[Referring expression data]
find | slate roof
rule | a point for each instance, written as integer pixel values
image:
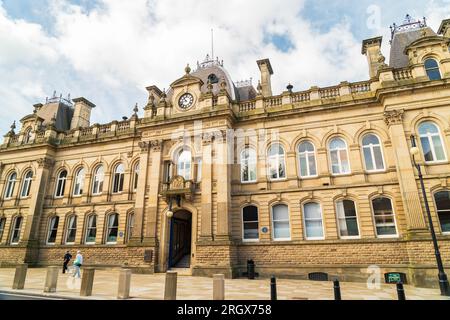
(398, 58)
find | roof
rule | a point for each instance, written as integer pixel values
(401, 40)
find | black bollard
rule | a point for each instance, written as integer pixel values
(337, 290)
(273, 288)
(400, 291)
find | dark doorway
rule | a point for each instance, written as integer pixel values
(180, 240)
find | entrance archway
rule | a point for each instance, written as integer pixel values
(180, 240)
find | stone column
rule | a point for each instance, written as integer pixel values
(139, 206)
(38, 191)
(154, 182)
(206, 212)
(410, 194)
(223, 165)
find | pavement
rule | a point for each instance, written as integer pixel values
(151, 287)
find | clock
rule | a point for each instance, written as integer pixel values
(186, 101)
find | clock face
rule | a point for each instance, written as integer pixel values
(186, 101)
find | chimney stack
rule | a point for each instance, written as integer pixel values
(371, 48)
(266, 72)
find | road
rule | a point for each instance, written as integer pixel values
(6, 296)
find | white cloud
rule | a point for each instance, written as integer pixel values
(109, 53)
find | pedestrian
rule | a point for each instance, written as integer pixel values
(77, 264)
(67, 258)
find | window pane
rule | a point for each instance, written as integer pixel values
(438, 148)
(250, 214)
(368, 159)
(281, 230)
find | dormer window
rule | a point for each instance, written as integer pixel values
(212, 78)
(432, 69)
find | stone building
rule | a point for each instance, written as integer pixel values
(217, 172)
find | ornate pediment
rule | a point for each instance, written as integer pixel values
(179, 186)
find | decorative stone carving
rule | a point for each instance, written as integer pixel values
(145, 146)
(45, 163)
(156, 145)
(393, 117)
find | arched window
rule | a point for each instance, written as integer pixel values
(119, 176)
(91, 229)
(432, 69)
(16, 228)
(339, 157)
(130, 226)
(26, 184)
(71, 231)
(384, 217)
(10, 185)
(52, 230)
(347, 219)
(2, 228)
(185, 164)
(442, 200)
(250, 224)
(112, 229)
(280, 222)
(373, 156)
(99, 177)
(307, 159)
(312, 215)
(277, 165)
(79, 182)
(27, 136)
(61, 184)
(248, 165)
(136, 176)
(432, 146)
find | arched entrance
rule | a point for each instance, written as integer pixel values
(180, 237)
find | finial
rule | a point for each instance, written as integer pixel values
(187, 69)
(290, 87)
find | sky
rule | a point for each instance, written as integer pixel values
(108, 51)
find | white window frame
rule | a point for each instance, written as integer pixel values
(273, 223)
(243, 224)
(120, 176)
(88, 228)
(357, 220)
(79, 182)
(372, 153)
(321, 218)
(306, 154)
(279, 159)
(50, 230)
(99, 179)
(13, 229)
(429, 137)
(396, 235)
(248, 161)
(339, 157)
(63, 181)
(182, 166)
(108, 228)
(68, 229)
(10, 186)
(136, 172)
(437, 213)
(26, 185)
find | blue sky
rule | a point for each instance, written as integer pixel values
(109, 50)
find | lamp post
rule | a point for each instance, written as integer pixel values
(443, 281)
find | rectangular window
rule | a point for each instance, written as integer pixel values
(347, 219)
(313, 221)
(280, 220)
(384, 217)
(250, 223)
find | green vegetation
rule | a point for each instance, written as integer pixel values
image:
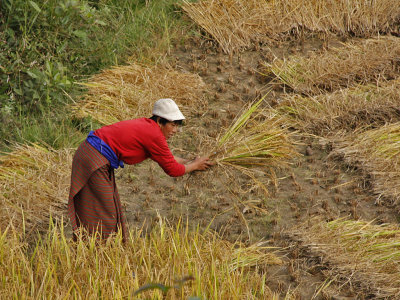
(45, 47)
(171, 262)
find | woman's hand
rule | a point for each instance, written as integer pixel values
(199, 164)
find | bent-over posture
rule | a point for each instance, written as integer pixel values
(94, 202)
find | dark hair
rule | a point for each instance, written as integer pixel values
(163, 121)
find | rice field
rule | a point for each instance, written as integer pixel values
(237, 24)
(369, 61)
(259, 121)
(128, 92)
(362, 252)
(172, 262)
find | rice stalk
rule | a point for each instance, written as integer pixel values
(238, 24)
(58, 268)
(377, 153)
(128, 92)
(342, 110)
(34, 181)
(256, 139)
(369, 61)
(364, 253)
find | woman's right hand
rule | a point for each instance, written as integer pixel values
(198, 164)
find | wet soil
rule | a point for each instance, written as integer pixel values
(313, 185)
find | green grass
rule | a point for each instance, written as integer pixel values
(47, 46)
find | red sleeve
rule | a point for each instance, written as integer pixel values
(160, 153)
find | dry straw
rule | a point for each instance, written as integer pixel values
(34, 182)
(377, 152)
(343, 110)
(237, 24)
(255, 139)
(365, 255)
(371, 60)
(127, 92)
(196, 263)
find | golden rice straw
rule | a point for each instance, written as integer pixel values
(372, 60)
(365, 255)
(186, 262)
(34, 183)
(127, 92)
(342, 110)
(255, 139)
(237, 24)
(378, 153)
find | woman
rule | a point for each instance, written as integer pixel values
(94, 202)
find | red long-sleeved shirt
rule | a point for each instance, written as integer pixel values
(135, 140)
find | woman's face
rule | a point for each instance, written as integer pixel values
(169, 129)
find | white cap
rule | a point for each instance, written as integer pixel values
(167, 109)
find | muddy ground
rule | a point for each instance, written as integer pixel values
(313, 185)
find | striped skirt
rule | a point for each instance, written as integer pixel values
(94, 202)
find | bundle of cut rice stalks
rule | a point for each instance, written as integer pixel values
(373, 60)
(358, 252)
(237, 24)
(378, 153)
(343, 110)
(34, 182)
(256, 139)
(127, 92)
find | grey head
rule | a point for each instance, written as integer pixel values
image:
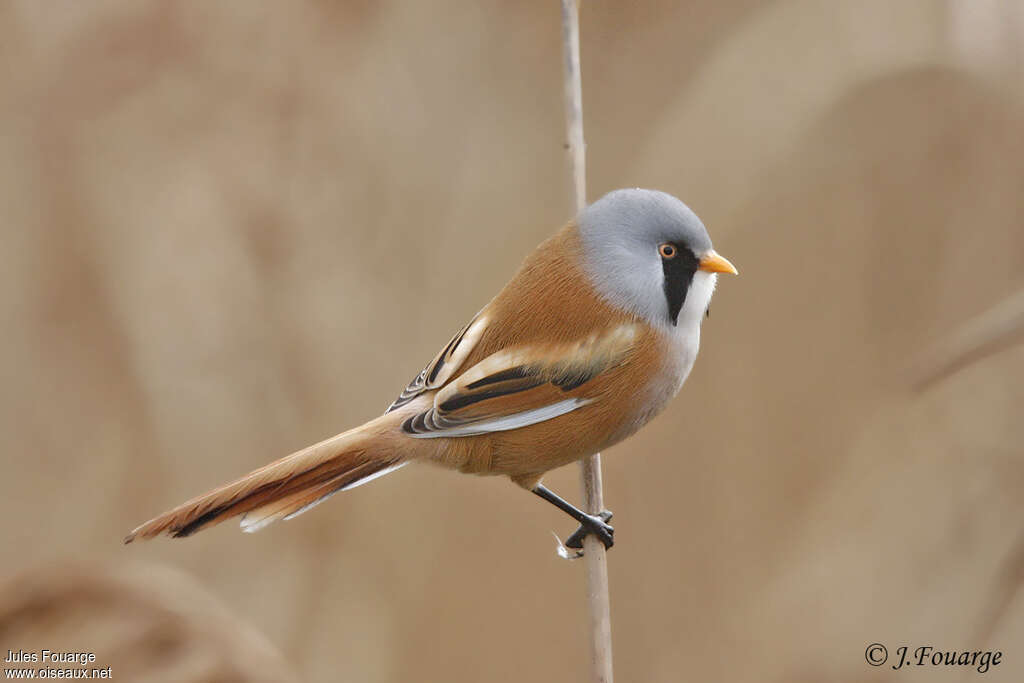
(646, 253)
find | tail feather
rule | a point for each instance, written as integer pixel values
(283, 488)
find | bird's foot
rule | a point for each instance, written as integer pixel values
(596, 524)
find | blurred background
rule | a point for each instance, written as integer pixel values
(230, 230)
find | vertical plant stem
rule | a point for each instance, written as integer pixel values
(595, 558)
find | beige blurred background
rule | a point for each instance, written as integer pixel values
(232, 229)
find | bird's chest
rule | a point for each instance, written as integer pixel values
(670, 357)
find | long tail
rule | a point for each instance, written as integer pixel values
(286, 487)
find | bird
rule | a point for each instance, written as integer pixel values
(590, 340)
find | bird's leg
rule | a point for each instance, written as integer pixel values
(596, 524)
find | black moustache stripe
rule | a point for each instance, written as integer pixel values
(678, 275)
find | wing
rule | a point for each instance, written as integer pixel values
(519, 387)
(445, 364)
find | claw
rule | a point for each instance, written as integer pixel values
(596, 524)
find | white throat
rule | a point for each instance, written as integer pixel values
(696, 302)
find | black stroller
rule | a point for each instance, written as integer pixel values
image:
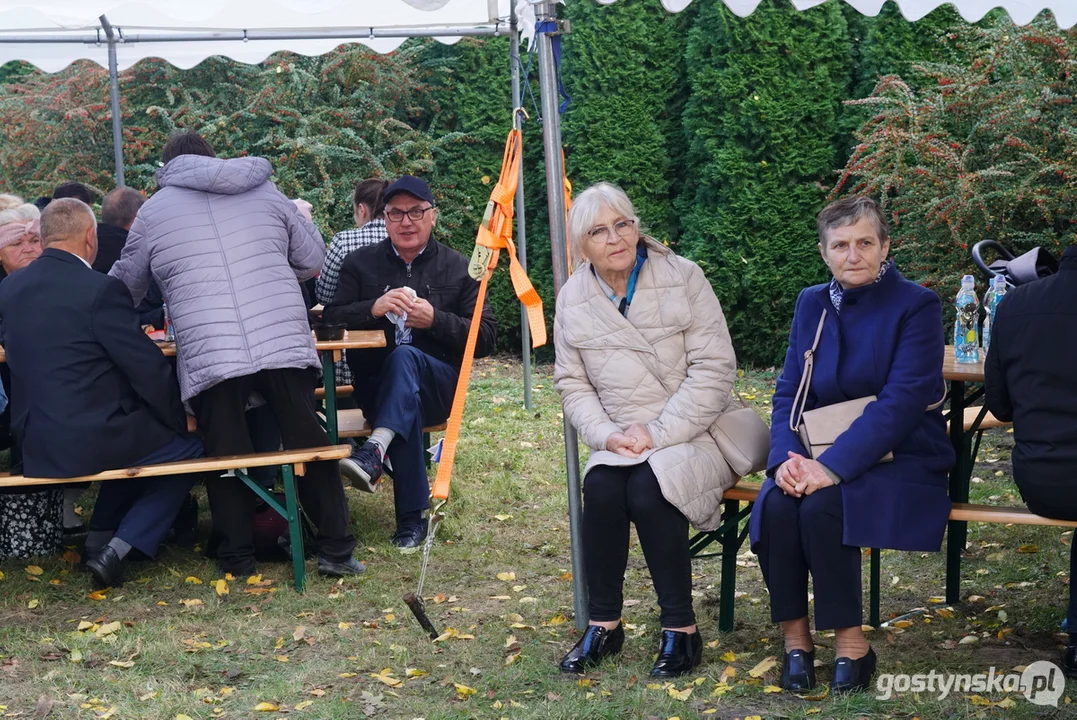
(1033, 265)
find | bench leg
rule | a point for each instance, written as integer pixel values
(873, 584)
(727, 592)
(329, 380)
(294, 530)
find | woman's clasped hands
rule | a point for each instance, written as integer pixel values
(801, 476)
(632, 442)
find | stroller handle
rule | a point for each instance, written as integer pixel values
(978, 255)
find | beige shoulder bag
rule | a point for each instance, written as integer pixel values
(820, 428)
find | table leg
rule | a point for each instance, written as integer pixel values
(329, 380)
(957, 531)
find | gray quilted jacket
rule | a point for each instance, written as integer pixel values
(226, 249)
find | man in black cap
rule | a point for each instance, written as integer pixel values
(419, 293)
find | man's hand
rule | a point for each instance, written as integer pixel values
(641, 436)
(397, 300)
(421, 314)
(621, 445)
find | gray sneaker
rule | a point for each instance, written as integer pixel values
(340, 568)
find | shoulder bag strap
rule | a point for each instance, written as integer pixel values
(801, 397)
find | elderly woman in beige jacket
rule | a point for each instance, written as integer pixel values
(644, 367)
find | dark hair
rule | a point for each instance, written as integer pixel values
(120, 207)
(850, 211)
(372, 193)
(186, 142)
(73, 189)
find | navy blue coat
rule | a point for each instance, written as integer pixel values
(886, 341)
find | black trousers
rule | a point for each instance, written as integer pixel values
(802, 535)
(614, 497)
(291, 396)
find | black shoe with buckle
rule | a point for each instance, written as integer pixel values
(798, 671)
(363, 467)
(677, 653)
(107, 567)
(589, 650)
(853, 675)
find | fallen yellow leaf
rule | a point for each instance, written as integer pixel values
(765, 665)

WORK REQUIRED
From the records above, print exactly the lines that run from the line with "find | dry straw" to the line with "find | red long-sleeved shirt", inclusive.

OUTPUT OF THE TASK
find | dry straw
rule | a point for each instance, written as integer pixel values
(34, 182)
(377, 152)
(343, 110)
(237, 24)
(255, 139)
(365, 255)
(371, 60)
(127, 92)
(196, 263)
find | golden rice straw
rule | a point for each instance, written as integer pixel values
(372, 60)
(365, 255)
(186, 262)
(34, 183)
(127, 92)
(342, 110)
(255, 139)
(237, 24)
(378, 153)
find | woman
rule | a point for each instance, written as integer pixel values
(94, 202)
find | red long-sleeved shirt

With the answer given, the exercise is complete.